8.Amendment; Subdivision or Consolidation; Recapitalization; Change of Control; Reorganization.

(a)Amendments to the Plan and Awards. The Board may amend, alter, suspend, discontinue or terminate this Plan or the Committee’s authority to grant Awards under this Plan without the consent of stockholders or Participants, except that any amendment or alteration to this Plan, including any increase in any share or dollar limitation, shall be subject to the approval of the Company’s stockholders not later than the annual stockholders’ meeting next following such Board action if such stockholder approval is required by any federal or state law or regulation or the rules of any stock exchange or automated quotation system on which the Stock may then be listed or quoted, and the Board may otherwise, in its discretion, determine to submit other such changes to this Plan to stockholders for approval; provided, that, no amendment or suspension of this Plan or any Award issued hereunder shall, except as specifically permitted in this Plan or under the terms of such Award, substantially impair any Award previously granted to any Participant without the consent of such Participant. The Committee may waive any conditions or rights under, or amend, alter, suspend, discontinue or terminate any Award theretofore granted and any Award Agreement relating thereto, except as otherwise provided in this Plan or in the applicable Award Agreement; provided, however, that, without the consent of an affected Participant, no such Committee action may materially and adversely affect the rights of such Participant under such Award. For purposes of clarity, any adjustments made to Awards pursuant to Section 8(b) through 8(g) hereof will be deemed not to materially and adversely affect the rights of any Participant under any previously granted and outstanding Award and therefore may be made without the consent of affected Participants.

(b)Existence of Plans and Awards. The existence of this Plan and the Awards granted hereunder shall not affect in any way the right or power of the Company, the Board or the stockholders of the Company to make or authorize any adjustment, recapitalization, reorganization or other change in the Company’s or any Subsidiary’s capital structure or its business, any merger or consolidation of the Company or its Subsidiaries, any issue of debt or equity securities ahead of or affecting Stock or the rights thereof, the dissolution or liquidation of the Company or its Subsidiaries, or any sale, lease, exchange or other disposition of all or any part of its assets or business or any other corporate act or proceeding. In no event will any action taken by the Committee pursuant to this Section 8 result in the creation of deferred compensation within the meaning of the Nonqualified Deferred Compensation Rules.

== Description of the task ==
Can you continue the equity plan's section on amendments and adjustments above, starting right after its last sentence?

== Data extract ==
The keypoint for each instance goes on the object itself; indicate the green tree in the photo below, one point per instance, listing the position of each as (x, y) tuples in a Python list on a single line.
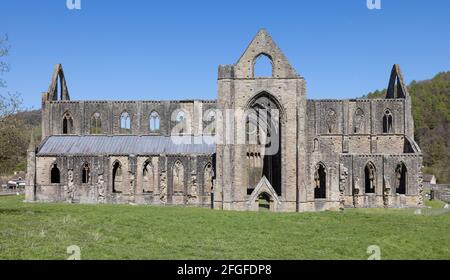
[(14, 137)]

== Written reply ==
(c)Subdivision or Consolidation of Shares. The terms of an Award and the share limitations under the Plan shall be subject to adjustment by the Committee from time to time, in accordance with the following provisions:

(i)If at any time, or from time to time, the Company shall subdivide as a whole (by reclassification, by a Stock split, by the issuance of a distribution on Stock payable in Stock, or otherwise) the number of shares of Stock then outstanding into a greater number of shares of Stock, or in the event the Company distributes an extraordinary cash dividend, then, as appropriate (A) the maximum number of shares of Stock available for the Plan or in connection with Awards as provided in Sections 4 and 5 hereof shall be increased proportionately (or as appropriate to reflect an extraordinary cash dividend), and the kind of shares or other securities available for the Plan shall be appropriately adjusted, (B) the number of shares of Stock (or other kind of shares or securities) that may be acquired under any then outstanding Award shall be increased proportionately, and (C) the price (including the Exercise Price or grant price) for each share of Stock (or other kind of shares or securities) subject to then outstanding Awards shall be reduced proportionately, without changing the aggregate purchase price or value as to which outstanding Awards remain exercisable or subject to restrictions.

(ii)If at any time, or from time to time, the Company shall consolidate as a whole (by reclassification, by reverse Stock split, or otherwise) the number of shares of Stock then outstanding into a lesser number of shares of Stock, then, as appropriate (A) the maximum number of shares of Stock available for the Plan or in connection with Awards as provided in Sections 4 and 5 hereof shall be decreased proportionately, and the kind of shares or other securities available for the Plan shall be appropriately adjusted, (B) the number of shares of Stock (or other kind of shares or securities) that may be acquired under any then outstanding Award shall be decreased proportionately, and (C) the price (including the Exercise Price or grant price) for each share of Stock (or other kind of shares or securities) subject to then outstanding Awards shall be increased proportionately, without changing the aggregate purchase price or value as to which outstanding Awards remain exercisable or subject to restrictions.

(iii)Whenever the number of shares of Stock subject to outstanding Awards and the price for each share of Stock subject to outstanding Awards are required to be adjusted as provided in this Section 8(c), the Committee shall prepare a notice setting forth, in reasonable detail, the event requiring adjustment, the amount of the adjustment, the method by which such adjustment was calculated, and the change in price and the number of shares of Stock, other securities, cash, or property purchasable subject to each Award after giving effect to the adjustments. The Committee shall provide each affected Participant with such notice.

(d)Recapitalization. If the Company recapitalizes, reclassifies its capital stock, or otherwise changes its capital structure (a “recapitalization”) without the occurrence of a Change of Control, the number and class of shares of Stock covered by an Award theretofore granted shall be adjusted so that such Award shall thereafter cover the number and class of shares of Stock and securities to which the Participant or permitted transferee would have been entitled pursuant to the terms of the recapitalization if, immediately prior to the recapitalization, the Participant or permitted transferee had been the holder of record of the number of shares of Stock then covered by such Award and the share limitations provided in Sections 4 and 5 hereof shall be adjusted in a manner consistent with the recapitalization.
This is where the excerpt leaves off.